## Set exercise
Revise the text on Senator Scheffel's legislative record from "During the 2013" to "business personal property.", putting "state auditor" wherever "state treasurer" appears.

## Quoted passage
•••••
During the 2014 Session Senator Scheffel sponsored Senate Bill 183 which increases local governments’ abilities to offer tax credits to companies that they are trying to attract or to growing companies that are considering moving to other states. Additionally, during the 2014 Legislative Session Senator Scheffel worked alongside a bipartisan group of legislators on a variety of bills regarding telecommunication reform. Senator Scheffel was the Senate co-sponsored House Bill 1327, which expanded the elopement of telecommunications networks in the state and House Bill 1329 which deregulate Internet-based services, such as Vonage and Skype. Senator Scheffel also championed the attempted modification of the Colorado Construction Defect Law.


Senator Scheffel was re-elected by the Senate Republican Caucus to serve as the Assistant Minority Leader for the 2013 legislative session. He was appointed to the Senate Education Committee, as well as the Legislative Council.

During the 2013 Senator Scheffel sponsored Senate Bill 13-176 which authorized the state treasurer to invest state moneys in debt obligations backed by the full faith and credit of the state of Israel. Additionally Senator Scheffel was the Senate Sponsor of House Bill 13-1177 which created a tax break for taxpayer’s business personal property.


During the 2012 elections, Scheffel faced no opposition during the primaries. In the general election, he opposed Democratic candidate Holly Gorman and Libertarian candidate Chris Grundermann, both of whom he defeated with 64.3% of the vote.

During the 2012 session, Senator Scheffel was appointed to the Finance and Judiciary Committees. In addition, he served on the Legislative Council due to his role as Assistant Minority Leader in the Republican Caucus.

An important piece of legislation Scheffel sponsored this year was SB12-157 which focused on the regulation of telecommunication services while also enacting the “Telecommunications Modernization Act of 2012”. The bill, sponsored by a bipartisan group of legislators, sought to reduce service fees and increase broadband service to rural areas. Senator Scheffel said that the bill was “the result of more than a year of work on the part of the legislators and other government officials and agencies. The bill was assigned to the Senate Business, Labor, and Technology Committee, where it was passed and sent on the Senate Appropriations. However, in the Appropriations Committee, they could not agree on terms, and therefore the bill failed to pass and was postponed indefinitely.


In 2011, Scheffel was elected to act as the Assistant Minority Leader for the Colorado Senate Republican Caucus, following Senator Kopp’s retirement that same year. He also sponsored several bills that year, most notably regarding business personal property taxes: SB11-026 and HB11-1141. However, both bills were killed in the Democratic-controlled Senate, and were postponed indefinitely in committee.
•••••
## Stored data
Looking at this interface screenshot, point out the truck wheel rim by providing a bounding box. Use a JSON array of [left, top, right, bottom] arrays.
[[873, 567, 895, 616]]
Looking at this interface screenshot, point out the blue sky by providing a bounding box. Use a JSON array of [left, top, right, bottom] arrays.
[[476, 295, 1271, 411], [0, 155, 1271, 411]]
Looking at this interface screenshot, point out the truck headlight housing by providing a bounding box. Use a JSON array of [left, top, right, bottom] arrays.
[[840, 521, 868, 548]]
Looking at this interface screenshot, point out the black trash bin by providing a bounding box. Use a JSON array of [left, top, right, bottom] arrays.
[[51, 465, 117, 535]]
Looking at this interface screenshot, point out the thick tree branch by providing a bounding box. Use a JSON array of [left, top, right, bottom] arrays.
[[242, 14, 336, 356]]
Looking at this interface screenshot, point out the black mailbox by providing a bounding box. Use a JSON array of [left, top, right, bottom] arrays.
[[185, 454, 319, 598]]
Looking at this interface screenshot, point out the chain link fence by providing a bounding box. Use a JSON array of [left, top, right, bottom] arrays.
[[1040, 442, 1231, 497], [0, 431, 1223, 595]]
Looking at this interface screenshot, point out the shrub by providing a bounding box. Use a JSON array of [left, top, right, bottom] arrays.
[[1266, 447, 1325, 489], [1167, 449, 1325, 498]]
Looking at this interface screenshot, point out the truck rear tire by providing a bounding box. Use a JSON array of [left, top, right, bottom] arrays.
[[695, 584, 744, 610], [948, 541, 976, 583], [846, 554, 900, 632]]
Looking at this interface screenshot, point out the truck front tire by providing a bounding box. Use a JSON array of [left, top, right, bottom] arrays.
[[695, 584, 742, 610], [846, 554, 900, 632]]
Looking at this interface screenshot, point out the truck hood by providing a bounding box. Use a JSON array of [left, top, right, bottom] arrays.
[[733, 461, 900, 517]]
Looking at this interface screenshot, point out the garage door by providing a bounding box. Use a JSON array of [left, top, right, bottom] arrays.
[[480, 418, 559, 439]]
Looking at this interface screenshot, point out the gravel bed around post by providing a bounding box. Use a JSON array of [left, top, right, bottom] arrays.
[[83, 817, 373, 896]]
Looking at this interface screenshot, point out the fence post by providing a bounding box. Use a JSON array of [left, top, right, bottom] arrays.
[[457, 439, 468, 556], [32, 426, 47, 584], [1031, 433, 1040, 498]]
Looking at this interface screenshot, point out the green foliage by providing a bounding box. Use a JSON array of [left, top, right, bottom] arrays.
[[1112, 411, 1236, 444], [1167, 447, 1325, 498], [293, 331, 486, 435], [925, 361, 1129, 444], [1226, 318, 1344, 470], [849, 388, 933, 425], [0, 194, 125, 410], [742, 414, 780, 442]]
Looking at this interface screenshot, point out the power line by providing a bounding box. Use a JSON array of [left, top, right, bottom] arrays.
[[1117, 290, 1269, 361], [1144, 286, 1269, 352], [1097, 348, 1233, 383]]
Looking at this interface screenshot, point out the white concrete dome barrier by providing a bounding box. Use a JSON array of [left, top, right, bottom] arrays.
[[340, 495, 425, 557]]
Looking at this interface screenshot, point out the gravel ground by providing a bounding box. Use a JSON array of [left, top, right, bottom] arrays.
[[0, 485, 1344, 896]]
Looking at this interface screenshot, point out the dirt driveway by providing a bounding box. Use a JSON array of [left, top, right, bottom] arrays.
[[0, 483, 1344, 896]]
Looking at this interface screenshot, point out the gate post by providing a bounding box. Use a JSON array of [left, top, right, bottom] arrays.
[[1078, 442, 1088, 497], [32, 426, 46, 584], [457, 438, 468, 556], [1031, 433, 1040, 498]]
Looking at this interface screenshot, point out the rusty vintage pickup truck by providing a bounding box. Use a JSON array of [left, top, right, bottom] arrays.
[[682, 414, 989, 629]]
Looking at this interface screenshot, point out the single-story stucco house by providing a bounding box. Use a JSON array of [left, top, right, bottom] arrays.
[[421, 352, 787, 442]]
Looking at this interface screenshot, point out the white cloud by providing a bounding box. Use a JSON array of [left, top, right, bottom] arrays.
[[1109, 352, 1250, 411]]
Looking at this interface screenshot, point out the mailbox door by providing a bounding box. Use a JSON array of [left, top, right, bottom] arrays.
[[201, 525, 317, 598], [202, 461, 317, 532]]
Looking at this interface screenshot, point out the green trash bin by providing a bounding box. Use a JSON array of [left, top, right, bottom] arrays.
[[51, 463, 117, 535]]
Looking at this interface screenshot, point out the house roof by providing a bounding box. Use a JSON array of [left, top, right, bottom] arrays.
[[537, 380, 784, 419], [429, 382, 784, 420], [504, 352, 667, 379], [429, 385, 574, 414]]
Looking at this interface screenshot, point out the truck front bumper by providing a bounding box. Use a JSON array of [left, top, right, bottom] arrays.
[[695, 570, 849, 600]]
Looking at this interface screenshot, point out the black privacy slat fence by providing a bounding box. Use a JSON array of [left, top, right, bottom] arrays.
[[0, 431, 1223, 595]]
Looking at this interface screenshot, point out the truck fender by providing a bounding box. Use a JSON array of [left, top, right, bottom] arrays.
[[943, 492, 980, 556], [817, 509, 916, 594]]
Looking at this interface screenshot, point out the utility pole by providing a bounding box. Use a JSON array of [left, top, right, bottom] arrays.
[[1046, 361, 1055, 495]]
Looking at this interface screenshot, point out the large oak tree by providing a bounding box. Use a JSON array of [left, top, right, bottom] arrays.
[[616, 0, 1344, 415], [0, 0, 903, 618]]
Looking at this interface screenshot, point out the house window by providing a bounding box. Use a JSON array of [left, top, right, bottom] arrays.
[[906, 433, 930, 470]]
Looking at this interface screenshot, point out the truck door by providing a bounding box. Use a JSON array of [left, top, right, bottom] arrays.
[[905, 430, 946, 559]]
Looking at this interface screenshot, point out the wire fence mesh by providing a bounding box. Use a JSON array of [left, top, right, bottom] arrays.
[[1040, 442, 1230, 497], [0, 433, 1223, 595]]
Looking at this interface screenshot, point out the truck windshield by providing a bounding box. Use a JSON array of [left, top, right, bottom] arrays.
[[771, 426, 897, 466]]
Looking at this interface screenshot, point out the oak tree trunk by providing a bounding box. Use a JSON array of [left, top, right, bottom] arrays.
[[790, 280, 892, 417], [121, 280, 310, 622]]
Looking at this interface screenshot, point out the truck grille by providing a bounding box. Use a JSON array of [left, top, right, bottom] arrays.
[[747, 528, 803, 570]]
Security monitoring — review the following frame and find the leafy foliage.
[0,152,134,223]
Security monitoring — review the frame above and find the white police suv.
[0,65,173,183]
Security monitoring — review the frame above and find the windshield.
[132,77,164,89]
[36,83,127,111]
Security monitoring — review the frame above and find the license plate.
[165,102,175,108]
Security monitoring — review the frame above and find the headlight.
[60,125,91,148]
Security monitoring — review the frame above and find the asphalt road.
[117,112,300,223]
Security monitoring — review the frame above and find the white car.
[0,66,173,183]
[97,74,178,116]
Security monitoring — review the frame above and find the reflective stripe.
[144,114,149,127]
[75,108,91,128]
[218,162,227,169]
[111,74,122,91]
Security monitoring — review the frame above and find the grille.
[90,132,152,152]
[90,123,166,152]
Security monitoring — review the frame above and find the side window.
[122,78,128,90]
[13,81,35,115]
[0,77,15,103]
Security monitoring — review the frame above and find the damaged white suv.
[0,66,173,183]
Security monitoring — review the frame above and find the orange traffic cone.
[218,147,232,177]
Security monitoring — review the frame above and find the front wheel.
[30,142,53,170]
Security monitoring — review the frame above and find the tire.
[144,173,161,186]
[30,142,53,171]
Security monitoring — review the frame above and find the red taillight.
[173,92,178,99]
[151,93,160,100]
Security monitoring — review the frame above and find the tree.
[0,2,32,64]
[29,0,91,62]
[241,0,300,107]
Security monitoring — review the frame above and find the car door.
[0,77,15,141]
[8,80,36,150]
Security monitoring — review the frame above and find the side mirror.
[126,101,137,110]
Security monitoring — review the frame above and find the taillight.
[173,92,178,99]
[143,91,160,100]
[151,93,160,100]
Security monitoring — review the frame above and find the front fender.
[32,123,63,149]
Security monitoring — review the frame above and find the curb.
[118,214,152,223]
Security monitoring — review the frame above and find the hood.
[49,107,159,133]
•••••
## Result for this exercise
During the 2013 Senator Scheffel sponsored Senate Bill 13-176 which authorized the state auditor to invest state moneys in debt obligations backed by the full faith and credit of the state of Israel. Additionally Senator Scheffel was the Senate Sponsor of House Bill 13-1177 which created a tax break for taxpayer’s business personal property.